Data:
▼

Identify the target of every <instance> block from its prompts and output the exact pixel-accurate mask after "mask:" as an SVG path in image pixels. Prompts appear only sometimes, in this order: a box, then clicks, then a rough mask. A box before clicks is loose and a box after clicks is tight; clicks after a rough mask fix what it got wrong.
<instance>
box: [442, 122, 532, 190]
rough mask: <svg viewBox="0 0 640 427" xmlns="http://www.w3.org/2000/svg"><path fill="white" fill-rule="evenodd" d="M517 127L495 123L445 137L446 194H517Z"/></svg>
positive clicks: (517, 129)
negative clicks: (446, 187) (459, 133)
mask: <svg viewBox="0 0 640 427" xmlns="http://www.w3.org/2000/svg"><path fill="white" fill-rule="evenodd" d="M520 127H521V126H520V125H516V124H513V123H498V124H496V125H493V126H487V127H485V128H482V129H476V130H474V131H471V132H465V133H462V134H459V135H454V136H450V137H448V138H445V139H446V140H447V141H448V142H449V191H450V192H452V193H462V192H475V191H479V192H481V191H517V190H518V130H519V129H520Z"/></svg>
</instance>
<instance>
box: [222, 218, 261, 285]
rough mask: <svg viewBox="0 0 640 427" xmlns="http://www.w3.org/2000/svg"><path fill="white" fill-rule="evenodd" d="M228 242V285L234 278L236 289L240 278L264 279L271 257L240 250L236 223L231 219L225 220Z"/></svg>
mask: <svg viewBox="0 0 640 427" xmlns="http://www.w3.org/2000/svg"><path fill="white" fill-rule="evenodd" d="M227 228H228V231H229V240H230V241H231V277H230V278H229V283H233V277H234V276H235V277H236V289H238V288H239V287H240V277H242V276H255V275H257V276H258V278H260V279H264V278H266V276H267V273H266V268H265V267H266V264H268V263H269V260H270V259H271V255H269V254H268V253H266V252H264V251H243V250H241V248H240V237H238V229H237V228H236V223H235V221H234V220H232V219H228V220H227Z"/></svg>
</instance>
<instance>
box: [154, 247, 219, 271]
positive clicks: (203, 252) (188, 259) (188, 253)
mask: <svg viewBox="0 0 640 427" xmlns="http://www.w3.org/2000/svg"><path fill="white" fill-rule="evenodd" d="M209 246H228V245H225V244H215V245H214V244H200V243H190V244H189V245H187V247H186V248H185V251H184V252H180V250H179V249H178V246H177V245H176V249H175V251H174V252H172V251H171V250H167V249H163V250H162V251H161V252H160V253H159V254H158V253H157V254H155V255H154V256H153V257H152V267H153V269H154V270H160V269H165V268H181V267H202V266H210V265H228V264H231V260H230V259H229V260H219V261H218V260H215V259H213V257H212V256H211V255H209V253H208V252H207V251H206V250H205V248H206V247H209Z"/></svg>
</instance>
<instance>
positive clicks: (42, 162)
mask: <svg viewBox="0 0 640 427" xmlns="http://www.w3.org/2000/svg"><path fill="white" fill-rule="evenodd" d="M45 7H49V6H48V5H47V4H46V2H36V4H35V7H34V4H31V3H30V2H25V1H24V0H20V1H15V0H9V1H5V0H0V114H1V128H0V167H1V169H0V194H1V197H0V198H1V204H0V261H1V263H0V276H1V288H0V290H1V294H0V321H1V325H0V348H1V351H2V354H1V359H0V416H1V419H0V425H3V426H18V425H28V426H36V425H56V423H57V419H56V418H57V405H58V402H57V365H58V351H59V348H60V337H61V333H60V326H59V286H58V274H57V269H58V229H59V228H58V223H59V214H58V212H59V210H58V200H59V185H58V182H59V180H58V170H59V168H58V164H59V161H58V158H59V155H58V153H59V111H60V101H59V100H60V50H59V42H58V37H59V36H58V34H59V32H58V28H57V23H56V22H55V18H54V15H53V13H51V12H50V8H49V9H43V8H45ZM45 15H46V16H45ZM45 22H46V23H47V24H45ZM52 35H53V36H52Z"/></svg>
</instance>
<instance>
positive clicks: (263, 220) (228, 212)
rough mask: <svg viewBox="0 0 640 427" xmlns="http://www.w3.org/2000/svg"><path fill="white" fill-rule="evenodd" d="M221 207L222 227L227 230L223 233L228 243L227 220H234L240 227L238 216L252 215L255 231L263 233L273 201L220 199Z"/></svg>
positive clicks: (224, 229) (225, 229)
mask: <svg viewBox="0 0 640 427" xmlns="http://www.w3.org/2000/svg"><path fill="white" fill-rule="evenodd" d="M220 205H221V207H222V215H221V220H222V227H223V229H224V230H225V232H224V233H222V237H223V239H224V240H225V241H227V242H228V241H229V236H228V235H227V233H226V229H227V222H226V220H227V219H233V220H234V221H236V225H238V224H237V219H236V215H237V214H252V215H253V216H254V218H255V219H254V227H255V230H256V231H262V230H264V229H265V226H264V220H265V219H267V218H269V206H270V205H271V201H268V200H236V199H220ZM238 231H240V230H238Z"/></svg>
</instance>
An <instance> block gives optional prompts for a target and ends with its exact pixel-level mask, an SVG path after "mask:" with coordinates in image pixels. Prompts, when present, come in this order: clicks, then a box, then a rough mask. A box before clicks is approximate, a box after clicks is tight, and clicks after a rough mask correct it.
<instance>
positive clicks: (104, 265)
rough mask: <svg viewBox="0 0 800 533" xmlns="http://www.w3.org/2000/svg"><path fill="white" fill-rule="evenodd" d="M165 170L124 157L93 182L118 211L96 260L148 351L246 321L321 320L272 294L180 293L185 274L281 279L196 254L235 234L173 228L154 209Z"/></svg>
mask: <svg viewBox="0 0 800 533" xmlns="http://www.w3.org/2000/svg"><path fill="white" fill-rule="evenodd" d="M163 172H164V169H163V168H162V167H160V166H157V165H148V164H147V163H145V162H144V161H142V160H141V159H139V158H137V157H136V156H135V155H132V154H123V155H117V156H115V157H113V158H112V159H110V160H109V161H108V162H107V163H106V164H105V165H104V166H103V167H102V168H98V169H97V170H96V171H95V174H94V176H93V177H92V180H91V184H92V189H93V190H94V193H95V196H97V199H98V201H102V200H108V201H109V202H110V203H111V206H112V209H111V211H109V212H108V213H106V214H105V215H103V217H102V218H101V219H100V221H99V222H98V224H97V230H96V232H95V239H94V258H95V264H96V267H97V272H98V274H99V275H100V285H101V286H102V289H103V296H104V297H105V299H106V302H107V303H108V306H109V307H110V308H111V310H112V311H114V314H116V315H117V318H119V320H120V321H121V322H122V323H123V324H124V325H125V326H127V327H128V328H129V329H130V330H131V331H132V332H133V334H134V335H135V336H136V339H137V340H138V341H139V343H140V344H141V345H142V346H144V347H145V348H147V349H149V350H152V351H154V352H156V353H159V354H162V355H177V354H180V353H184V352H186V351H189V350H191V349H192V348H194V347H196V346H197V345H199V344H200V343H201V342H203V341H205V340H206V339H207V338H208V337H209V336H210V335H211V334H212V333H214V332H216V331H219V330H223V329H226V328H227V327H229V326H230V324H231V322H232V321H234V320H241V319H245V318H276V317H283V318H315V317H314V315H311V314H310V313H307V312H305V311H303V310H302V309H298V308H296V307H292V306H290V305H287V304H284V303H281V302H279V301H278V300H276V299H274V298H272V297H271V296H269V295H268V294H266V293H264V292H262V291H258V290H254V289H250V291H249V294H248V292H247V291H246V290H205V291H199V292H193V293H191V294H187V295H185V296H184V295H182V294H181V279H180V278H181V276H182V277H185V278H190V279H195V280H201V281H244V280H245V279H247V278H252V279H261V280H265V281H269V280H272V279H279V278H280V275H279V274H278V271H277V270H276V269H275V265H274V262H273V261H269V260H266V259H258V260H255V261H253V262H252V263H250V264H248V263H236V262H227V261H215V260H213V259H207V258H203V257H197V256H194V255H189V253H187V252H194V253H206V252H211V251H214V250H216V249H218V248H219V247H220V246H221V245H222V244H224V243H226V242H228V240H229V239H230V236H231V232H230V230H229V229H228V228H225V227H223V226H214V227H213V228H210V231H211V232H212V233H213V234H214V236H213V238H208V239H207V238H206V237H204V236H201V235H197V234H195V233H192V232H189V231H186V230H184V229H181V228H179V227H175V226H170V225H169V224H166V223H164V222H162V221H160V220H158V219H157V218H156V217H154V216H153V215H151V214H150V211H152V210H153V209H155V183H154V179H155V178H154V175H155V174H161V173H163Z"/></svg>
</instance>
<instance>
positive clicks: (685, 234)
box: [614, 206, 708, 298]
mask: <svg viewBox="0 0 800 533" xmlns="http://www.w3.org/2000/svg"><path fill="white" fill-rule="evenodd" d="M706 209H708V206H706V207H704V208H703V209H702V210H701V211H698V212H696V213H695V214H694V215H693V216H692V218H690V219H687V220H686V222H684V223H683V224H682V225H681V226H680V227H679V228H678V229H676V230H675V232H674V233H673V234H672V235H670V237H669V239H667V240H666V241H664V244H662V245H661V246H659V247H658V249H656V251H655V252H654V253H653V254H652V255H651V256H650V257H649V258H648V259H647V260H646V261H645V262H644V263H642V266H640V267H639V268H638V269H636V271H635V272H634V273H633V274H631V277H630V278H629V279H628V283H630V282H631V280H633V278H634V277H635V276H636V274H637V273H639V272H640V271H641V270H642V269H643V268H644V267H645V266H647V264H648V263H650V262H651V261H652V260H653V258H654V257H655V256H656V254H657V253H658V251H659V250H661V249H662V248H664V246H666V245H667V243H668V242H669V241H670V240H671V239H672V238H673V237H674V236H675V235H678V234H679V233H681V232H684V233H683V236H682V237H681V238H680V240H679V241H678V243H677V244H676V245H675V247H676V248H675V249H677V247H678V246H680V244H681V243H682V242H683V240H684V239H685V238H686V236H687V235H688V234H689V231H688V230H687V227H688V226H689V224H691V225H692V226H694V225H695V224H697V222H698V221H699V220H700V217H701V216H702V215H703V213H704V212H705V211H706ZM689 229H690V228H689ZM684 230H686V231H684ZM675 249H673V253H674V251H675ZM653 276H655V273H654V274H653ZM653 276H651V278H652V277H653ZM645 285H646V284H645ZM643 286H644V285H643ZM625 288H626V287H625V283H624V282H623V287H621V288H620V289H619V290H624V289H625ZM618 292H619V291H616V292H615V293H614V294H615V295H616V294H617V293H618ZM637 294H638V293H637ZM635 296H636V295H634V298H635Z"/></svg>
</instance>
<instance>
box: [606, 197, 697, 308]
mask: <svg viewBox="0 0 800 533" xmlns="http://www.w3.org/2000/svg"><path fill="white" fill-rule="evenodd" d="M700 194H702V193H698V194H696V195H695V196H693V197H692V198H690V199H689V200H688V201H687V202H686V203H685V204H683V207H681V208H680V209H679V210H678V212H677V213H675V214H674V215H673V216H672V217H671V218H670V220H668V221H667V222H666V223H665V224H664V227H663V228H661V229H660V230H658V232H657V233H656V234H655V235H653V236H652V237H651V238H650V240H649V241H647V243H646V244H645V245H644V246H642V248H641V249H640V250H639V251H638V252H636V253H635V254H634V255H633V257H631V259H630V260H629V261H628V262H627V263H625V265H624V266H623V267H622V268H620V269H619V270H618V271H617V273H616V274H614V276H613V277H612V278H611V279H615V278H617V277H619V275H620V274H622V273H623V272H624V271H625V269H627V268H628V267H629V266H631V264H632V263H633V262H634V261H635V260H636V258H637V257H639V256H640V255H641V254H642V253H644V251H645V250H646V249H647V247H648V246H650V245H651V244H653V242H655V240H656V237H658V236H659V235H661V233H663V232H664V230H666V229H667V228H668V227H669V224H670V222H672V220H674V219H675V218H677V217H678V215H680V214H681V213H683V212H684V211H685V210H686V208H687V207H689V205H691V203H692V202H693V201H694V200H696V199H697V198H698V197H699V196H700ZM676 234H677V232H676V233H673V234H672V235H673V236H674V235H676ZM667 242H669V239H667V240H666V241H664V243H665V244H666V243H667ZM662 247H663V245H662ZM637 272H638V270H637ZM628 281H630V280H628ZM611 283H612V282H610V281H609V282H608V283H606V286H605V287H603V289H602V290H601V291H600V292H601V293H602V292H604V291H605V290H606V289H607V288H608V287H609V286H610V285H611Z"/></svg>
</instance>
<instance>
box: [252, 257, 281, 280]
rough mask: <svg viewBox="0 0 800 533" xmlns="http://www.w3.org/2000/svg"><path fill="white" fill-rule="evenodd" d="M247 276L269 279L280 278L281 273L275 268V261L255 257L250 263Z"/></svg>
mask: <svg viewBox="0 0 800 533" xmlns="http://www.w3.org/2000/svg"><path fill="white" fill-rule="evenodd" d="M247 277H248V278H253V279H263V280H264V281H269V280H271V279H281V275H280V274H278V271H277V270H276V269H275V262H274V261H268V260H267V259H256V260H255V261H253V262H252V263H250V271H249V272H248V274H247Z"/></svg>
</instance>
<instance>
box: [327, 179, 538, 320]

▲

Exercise:
Rename "instance" to "object" throughout the material, starting at its first line and ending at the line that contains "positive clicks: (517, 129)", and reproduce only those lines, leaving everything else unchanged.

Answer to this exercise:
Identify the target of every <object> block from its prompts and output the exact pixel-accurate mask after "mask:" as an SVG path in image pixels. Prompts appear only sometimes, in this order: a box, then clicks, then a rough mask. A box before clicks is loose and a box after clicks is tight; clicks after a rough mask fix what it got wrong.
<object>
box: [442, 122, 532, 190]
rough mask: <svg viewBox="0 0 640 427" xmlns="http://www.w3.org/2000/svg"><path fill="white" fill-rule="evenodd" d="M517 127L495 123L445 137L446 194H517Z"/></svg>
positive clicks: (517, 129)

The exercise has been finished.